- [给定任务 A]:
请根据摘录回答下列问题:
(i) Adam 为何被称为 general-purpose 系统?
(ii) 模型在 model worker machines 之间按何种方式划分?
(iii) 对于全连接层,向 PS 发送的是什么?

- [摘录]:
* * * * * * * * *

1. Introduction
main contributions:
- Optimizing and balancing both computation and communication through whole system co-design
- Achieving high performance and scalability by exploiting the ability of machine learning training to tolerate inconsistencies well
- Demonstrating that system efficiency, scaling, and asynchrony all contribute to improvements in trained model accuracy
2. System architecture
- 通过parameter server,异步更新shared model
- Adam是一个general-purpose系统,因为SGD能够训练任何基于BP的DNN模型
2.1. Fast data server
- 一些机器当作data serving machine,提供数据服务,减少了model training machine的负载
2.2. Model training
- We partition our models vertically across the model worker machines,垂直划分模型能够将卷积层cross-machine的通信最小化
- 一个机器上是多线程,共享一份模型,用无锁的方式更新本地的shared model
- 其他优化方法:pass a pointer rather than copy data, cache locality
- 减轻straggler的影响:为了避免快的machine等待慢的machine的数据,允许线程并行处理多个images;只要一定数量的image被处理完,就认为一个epoch已经结束
- PS通信:两种通信策略。accumulate updates,定期发送给PS,PS直接将更新加到全局参数上,这对于卷积层有效,因为weight sharing;对于全连接层,参数更大,发送activation和gradient vector到PS,矩阵乘法在PS上计算,这能够较少通信开销。

* * * * * * * * *

- [任务材料]:
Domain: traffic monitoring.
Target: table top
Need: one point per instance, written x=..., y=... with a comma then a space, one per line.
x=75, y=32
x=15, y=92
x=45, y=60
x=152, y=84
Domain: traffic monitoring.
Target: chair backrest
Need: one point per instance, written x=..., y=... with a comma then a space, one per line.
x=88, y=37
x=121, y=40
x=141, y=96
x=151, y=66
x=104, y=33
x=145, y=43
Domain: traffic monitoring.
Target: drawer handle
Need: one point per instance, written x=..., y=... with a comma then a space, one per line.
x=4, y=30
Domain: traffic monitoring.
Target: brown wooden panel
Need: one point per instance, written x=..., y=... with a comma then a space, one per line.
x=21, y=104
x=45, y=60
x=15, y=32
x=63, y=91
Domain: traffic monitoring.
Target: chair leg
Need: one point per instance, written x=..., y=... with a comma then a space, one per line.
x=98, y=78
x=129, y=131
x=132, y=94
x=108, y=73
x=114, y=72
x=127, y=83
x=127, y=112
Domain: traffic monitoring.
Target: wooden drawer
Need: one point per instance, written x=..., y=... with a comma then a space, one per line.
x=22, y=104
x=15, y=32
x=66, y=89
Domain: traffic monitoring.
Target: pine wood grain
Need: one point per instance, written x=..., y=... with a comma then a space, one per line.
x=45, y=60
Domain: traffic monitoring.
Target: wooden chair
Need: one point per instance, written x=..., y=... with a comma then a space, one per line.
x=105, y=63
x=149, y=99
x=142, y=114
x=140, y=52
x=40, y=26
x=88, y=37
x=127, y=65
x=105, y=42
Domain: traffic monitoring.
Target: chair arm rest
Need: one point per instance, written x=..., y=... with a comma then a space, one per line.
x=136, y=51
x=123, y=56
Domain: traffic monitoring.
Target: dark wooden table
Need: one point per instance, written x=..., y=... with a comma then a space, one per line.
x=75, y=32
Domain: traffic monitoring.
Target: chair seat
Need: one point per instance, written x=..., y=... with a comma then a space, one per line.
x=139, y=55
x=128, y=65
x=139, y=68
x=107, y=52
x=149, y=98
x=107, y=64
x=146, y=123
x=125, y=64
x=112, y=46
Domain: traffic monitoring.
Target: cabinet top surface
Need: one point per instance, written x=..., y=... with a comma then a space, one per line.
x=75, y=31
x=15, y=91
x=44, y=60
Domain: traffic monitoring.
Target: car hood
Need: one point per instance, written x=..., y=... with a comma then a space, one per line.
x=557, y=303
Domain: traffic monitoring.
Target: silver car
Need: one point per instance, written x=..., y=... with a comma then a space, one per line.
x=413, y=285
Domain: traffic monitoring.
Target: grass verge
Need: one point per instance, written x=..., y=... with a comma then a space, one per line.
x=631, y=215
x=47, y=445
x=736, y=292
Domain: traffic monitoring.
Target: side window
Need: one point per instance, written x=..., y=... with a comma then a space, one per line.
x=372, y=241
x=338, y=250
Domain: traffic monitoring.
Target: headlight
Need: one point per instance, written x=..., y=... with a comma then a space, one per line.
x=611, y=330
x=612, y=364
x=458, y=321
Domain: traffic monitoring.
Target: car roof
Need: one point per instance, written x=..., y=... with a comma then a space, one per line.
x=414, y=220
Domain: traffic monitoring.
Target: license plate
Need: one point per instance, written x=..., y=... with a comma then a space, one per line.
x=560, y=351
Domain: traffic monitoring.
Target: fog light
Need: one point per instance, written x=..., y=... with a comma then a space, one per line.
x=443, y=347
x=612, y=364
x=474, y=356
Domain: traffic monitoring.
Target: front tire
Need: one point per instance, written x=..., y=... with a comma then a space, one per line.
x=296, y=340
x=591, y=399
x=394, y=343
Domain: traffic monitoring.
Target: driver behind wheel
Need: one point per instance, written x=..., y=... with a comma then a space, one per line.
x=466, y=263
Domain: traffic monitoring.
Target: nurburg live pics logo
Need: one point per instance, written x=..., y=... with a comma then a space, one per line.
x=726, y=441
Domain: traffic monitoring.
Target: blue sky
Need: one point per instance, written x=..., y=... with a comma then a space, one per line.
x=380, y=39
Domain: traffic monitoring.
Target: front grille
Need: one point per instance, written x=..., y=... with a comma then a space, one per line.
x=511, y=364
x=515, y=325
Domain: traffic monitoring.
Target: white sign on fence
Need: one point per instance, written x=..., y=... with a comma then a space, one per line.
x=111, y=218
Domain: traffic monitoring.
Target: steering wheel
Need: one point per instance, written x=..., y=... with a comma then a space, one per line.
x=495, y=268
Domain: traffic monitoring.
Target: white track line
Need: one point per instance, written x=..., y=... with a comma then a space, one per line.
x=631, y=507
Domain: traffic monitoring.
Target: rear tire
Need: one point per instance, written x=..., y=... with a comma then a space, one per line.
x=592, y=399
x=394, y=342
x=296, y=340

* * * * * * * * *

- [给定任务 B]:
请重新给出条目中自开头起至包含“x=127, y=112”的一行止的部分(首尾两行均包括在内),将其中的“chair leg”改为“furniture leg”,其余内容一律不变。

- [任务解答 A]:
(i) 因为 SGD 能够训练任何基于 BP 的 DNN 模型。
(ii) 垂直划分(vertically)。
(iii) 发送 activation 和 gradient vector。

- [任务解答 B]:
Domain: traffic monitoring.
Target: table top
Need: one point per instance, written x=..., y=... with a comma then a space, one per line.
x=75, y=32
x=15, y=92
x=45, y=60
x=152, y=84
Domain: traffic monitoring.
Target: chair backrest
Need: one point per instance, written x=..., y=... with a comma then a space, one per line.
x=88, y=37
x=121, y=40
x=141, y=96
x=151, y=66
x=104, y=33
x=145, y=43
Domain: traffic monitoring.
Target: drawer handle
Need: one point per instance, written x=..., y=... with a comma then a space, one per line.
x=4, y=30
Domain: traffic monitoring.
Target: brown wooden panel
Need: one point per instance, written x=..., y=... with a comma then a space, one per line.
x=21, y=104
x=45, y=60
x=15, y=32
x=63, y=91
Domain: traffic monitoring.
Target: furniture leg
Need: one point per instance, written x=..., y=... with a comma then a space, one per line.
x=98, y=78
x=129, y=131
x=132, y=94
x=108, y=73
x=114, y=72
x=127, y=83
x=127, y=112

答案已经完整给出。